**EXTRACT**.
*** Block opens ***

J Am Acad Child Adolesc Psychiatry,40:8,977-980 August 2001


Martin Stocks, Ph.D.

The human immune system is undoubtedly one of the masterpieces of evolution. The processes of gene rearrangement and somatic hypermutation allow for the generation of an immense range of binding specificities in both antibodies and T-cell receptors. Almost any foreign material which find its way into the human body can be targeted and removed or destroyed with exquisite specificity. However, the immune system has not arisen in isolation but is the result of a biological arms race, conducted over millions of years, between man and the microorganisms that can enter the body and cause disease. As the immune system has developed, microorganisms have evolved strategies to subvert or evade its surveillance.
For the microbes, one logical tactic in this battle has been the development of camouflage. If the immune system cannot distinguish an invading microbe from its own tissues, then the battle is all but won. It is therefore logical that microbial or viral pathogens should evolve surface antigens that share sequence homology with normal cellular proteins, or at least present a similar surface structure to the immune surveillance mechanisms.
An inevitable consequence of this argument is that if an immune response should be mounted against the pathogen’s antigens, then damage to host tissues will occur. This tissue damage may continue even if the invading organism that triggered the immune response has been cleared completely from the system.
This is the basis of the “molecular mimicry” hypothesis of autoimmune disease. An infectious agent gains access to the body and instigates an immune reaction that eventually clears the pathogen from the system. However, the antimicrobial antibodies continue to recognize native proteins bearing cross-reactive epitopes and continue to cause tissue damage. The binding to host proteins leads to cellular damage and the release of more autoantigen. This results in reamplification and spreading of the immune response. In the most fulminate cases, autoimmune destruction of the tissue results.
Since this hypothesis was first proposed in the early eighties, a huge body of evidence has accumulated supporting the view that a number of diseases are caused by molecular mimicry. Over the next several months, this column will review autoimmune disorders. The coverage of this topic is due to the recent resurgence of interest among researchers, clinicians, and families in autoimmunity hypotheses and their possible involvement in the etiologies of childhood neuropsychiatric disorders.
A large amount of data has demonstrated both structural similarities and antigenic cross-reaction of various bacterial, viral, and protozoan antigens with proteins in human tissues or cellular components of those tissues. Much circumstantial evidence links the onset or exacerbation of autoimmune disease with recent infections. In animal models, immunization with either viral peptides or their tissue antigen homologues can result in the development of autoimmune tissue destruction that closely mimics certain autoimmune diseases. Similarly, autoimmunity can be triggered very efficiently in certain animal models by systemic viral infections. A direct cause-and-effect relationship for infection and naturally occurring autoimmune disease in humans still eludes us. Nonetheless, a presumptive role of infectious organisms is now accepted in many autoimmune diseases, including insulin-dependent diabetes mellitus (coxsackie viruses), HLA-B27–associated ankylosing spondylitis (various Gram-negative bacteria), Guillain-Barré syndrome (Campylobacter), myasthenia gravis (herpesvirus), lyme disease arthropathies (Borrelia), and multiple sclerosis (various viruses).

*** Block closes ***

**WHAT TO DO**.
1 - Recast the paragraph of the molecular mimicry column that begins "This is the basis of the" as a numbered list of steps, keeping its main facts.
2 - Write the next paragraph of the molecular mimicry column, starting after its last sentence.
These lines were taken from a separate source.

Stored data

*** Block opens ***

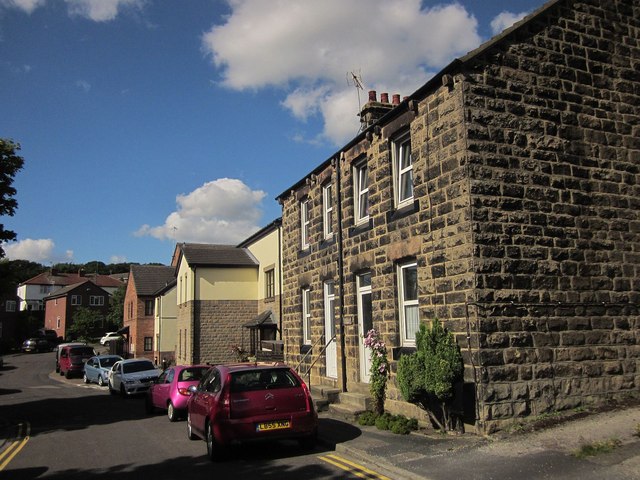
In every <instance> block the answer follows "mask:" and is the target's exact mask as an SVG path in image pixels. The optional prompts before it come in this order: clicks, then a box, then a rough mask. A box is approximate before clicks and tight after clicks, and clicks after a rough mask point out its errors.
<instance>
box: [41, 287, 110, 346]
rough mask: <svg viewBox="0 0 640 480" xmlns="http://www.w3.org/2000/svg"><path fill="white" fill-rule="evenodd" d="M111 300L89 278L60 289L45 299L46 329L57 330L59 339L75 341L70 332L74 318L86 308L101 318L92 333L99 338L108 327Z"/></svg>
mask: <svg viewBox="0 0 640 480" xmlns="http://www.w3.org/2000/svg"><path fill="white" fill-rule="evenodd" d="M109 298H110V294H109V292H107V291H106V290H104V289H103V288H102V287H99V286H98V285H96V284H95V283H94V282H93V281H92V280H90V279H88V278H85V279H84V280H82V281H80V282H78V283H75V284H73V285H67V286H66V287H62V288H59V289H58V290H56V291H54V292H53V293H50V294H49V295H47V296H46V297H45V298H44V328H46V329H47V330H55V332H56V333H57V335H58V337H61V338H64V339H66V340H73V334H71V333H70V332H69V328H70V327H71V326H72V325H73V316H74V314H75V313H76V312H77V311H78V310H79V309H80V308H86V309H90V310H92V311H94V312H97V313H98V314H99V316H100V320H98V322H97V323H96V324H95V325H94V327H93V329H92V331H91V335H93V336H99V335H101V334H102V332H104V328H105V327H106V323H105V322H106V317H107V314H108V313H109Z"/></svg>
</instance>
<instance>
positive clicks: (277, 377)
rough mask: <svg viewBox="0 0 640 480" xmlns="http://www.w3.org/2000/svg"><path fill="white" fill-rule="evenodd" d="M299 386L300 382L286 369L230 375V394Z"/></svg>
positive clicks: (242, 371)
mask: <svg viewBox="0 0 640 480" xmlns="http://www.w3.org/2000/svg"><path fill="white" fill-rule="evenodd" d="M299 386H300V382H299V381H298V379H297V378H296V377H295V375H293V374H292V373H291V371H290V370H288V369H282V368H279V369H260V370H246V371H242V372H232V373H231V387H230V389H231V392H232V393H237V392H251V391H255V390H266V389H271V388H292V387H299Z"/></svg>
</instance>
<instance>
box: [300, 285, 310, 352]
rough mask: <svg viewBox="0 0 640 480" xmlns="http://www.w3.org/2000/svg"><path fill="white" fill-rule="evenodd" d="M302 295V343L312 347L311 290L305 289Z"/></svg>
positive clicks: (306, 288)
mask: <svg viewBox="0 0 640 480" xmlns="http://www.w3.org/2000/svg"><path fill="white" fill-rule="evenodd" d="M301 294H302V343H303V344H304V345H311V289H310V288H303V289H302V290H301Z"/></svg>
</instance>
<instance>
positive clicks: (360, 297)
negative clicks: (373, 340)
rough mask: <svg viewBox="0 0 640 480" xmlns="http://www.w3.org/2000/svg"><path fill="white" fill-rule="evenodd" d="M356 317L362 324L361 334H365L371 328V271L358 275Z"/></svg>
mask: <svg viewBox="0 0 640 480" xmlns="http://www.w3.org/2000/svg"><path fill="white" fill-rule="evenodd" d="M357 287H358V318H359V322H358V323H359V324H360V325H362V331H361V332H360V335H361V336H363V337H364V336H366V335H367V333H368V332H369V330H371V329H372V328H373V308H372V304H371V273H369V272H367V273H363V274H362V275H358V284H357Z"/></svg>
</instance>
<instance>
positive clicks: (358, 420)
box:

*** Block closes ***

**ANSWER LIST**.
1 -
1. An infectious agent enters the body and provokes an immune reaction that eventually clears the pathogen.
2. The antimicrobial antibodies continue to recognize native proteins that carry cross-reactive epitopes, so tissue damage continues.
3. Binding to host proteins damages cells and releases more autoantigen.
4. The immune response is reamplified and spreads.
5. In the most fulminate cases, the tissue undergoes autoimmune destruction.

2 -
Multiple sclerosis (MS) is a prime example of an autoimmune disease in which the circumstantial evidence for a viral trigger is becoming almost overwhelming. As yet, however, there is still no “smoking gun.” MS is caused by the immunological destruction of myelinated nerves. It has a strong genetic element to its etiology, with almost two thirds of sufferers carrying the HLA DR2 allele. Monozygotic twins have a 30% concordance rate (10-fold higher than dizygotic twins have). The fact that the concordance rate in monozygotic twins is not 100% strongly suggests that environmental factors play an important role. There is also an intriguing finding that individuals who migrate from an area of high incidence to one of low incidence before their 15th birthday carry the lower risk factor, while those who migrate after this age retain the high risk factor.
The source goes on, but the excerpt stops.